▸ Work instructions
With nothing added and nothing dropped, copy the entire listing.

▸ Data to process
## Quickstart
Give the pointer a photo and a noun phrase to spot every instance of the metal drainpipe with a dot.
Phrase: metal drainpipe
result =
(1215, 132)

▸ Task result
## Quickstart
Give the pointer a photo and a noun phrase to spot every instance of the metal drainpipe with a dot.
Phrase: metal drainpipe
result =
(1215, 132)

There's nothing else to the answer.